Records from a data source
******
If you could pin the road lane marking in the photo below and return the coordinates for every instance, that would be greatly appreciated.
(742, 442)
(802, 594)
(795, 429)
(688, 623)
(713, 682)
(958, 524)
******
§ SHORT EXERCISE:
Update the material above by replacing "lane marking" with "lane line". Keep every other line unchanged.

§ EXERCISE OUTPUT:
If you could pin the road lane line in the photo below and return the coordinates for every instance, that would be greatly appreciated.
(742, 442)
(802, 594)
(795, 429)
(688, 623)
(713, 682)
(958, 524)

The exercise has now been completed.